Document excerpt Block Start

Spanos, Nicholas P.; Radtke-Bodorik, H. Lorraine; Stam, Henderikus J. (1980). Disorganized recall during suggested amnesia: Fact not artifact. Journal of Abnormal Psychology, 89 (1), 1-19.

In 3 experiments and a reanalysis of previous data, hypnotic and nonhypnotic Ss learned a 9-item categorized word list and were then given an amnesia suggestion for the list. Clustering of recall was measured on the recall trials immediately before the suggestion, during it, and after it was canceled. In Experiment I with 173 undergraduates, hypnotic Ss showed more amnesia than task-motivated Ss. However, partial nonrecallers in both of these treatments showed disorganized (i.e., less clustered) recall during the suggestion as compared to before it or after canceling it. Experiment II, with 100 university students, disconfirmed the hypothesis that the greater amnesia of hypnotic as compared to task-motivated Ss, was due to high levels of relaxation in the hypnotic Ss. Disorganization was again found in partial nonrecallers. The reanalysis of clustering data from previous experiments with 196 Ss demonstrated that the disorganization effect was not an artifact produced by reduced recall during the suggestion period, and Experiment II (with 166 18-42 year old Ss) indicated that Ss who followed instructions and faked partial amnesia when explicitly asked to do so (simulators) showed no disorganization effect. An inattention-encoding specificity hypothesis was developed to account for these findings.

Document excerpt Block End
Provided data Block Start

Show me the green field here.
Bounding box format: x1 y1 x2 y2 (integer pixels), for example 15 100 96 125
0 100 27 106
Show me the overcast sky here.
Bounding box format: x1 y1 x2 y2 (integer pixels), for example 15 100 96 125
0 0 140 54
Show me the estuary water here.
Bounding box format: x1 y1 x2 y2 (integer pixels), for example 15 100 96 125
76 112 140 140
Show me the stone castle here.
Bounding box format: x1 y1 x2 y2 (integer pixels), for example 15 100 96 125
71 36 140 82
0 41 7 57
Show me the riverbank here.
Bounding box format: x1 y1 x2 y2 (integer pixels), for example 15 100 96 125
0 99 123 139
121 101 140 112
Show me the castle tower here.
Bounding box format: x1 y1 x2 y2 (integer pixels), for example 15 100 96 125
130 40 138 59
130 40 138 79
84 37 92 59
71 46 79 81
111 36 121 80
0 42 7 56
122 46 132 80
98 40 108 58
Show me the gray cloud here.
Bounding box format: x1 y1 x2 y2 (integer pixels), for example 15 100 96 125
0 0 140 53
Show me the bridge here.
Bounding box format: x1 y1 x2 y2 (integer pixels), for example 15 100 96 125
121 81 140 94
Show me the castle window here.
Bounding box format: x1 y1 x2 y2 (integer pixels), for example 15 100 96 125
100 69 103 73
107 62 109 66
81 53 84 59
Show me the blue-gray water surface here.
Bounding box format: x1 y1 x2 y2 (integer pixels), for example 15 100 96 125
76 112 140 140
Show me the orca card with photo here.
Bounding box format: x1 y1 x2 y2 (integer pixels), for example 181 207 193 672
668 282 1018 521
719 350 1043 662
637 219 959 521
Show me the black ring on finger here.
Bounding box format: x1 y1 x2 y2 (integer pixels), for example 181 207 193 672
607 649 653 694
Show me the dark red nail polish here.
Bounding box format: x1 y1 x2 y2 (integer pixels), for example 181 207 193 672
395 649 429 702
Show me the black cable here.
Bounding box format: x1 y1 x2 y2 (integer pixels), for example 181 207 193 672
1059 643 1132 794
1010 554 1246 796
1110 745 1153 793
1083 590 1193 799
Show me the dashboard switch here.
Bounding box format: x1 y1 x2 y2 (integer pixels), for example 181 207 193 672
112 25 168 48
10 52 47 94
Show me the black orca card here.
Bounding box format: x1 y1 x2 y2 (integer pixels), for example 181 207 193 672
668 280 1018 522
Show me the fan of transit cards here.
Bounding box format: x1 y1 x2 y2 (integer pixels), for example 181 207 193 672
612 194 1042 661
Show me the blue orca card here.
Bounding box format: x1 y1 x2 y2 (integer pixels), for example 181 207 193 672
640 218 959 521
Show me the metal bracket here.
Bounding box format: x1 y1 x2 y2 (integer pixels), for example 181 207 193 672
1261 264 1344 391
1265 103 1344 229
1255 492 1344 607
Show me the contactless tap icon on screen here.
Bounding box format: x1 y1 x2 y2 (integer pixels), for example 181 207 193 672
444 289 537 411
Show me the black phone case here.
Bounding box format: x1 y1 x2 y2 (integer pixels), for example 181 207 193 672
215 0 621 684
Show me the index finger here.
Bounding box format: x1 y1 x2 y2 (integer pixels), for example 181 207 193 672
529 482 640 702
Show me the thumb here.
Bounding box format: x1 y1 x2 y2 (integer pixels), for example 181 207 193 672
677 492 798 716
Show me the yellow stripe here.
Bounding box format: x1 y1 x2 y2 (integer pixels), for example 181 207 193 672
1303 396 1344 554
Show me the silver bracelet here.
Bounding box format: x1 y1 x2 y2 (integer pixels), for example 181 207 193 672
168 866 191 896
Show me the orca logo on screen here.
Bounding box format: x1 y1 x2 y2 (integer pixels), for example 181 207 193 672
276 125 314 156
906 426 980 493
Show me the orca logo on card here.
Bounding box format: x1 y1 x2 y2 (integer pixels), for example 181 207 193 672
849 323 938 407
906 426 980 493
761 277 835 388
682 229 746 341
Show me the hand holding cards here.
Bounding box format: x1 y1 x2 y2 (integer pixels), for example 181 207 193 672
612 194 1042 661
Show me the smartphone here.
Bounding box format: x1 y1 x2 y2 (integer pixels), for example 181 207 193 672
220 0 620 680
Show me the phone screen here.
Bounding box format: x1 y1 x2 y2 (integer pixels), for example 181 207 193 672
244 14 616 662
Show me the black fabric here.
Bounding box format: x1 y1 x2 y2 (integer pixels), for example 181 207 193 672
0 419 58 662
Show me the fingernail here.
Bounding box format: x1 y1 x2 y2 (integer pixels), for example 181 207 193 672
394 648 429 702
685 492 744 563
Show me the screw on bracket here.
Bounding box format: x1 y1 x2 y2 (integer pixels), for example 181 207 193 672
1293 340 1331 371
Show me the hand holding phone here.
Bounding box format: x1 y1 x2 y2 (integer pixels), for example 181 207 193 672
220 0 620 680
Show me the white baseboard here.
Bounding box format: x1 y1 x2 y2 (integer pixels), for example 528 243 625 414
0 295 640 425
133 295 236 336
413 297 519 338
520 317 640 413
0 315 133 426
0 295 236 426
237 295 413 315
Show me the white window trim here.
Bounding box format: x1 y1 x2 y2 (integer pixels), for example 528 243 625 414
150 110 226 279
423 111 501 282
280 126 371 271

Provided data Block End

From the study summary above, list every number of participants it reports, along with the short description of those participants.

### Completed exercise
- 173 undergraduates
- 100 university students
- 196 Ss from previous experiments, whose clustering data were reanalyzed
- 166 Ss aged 18 to 42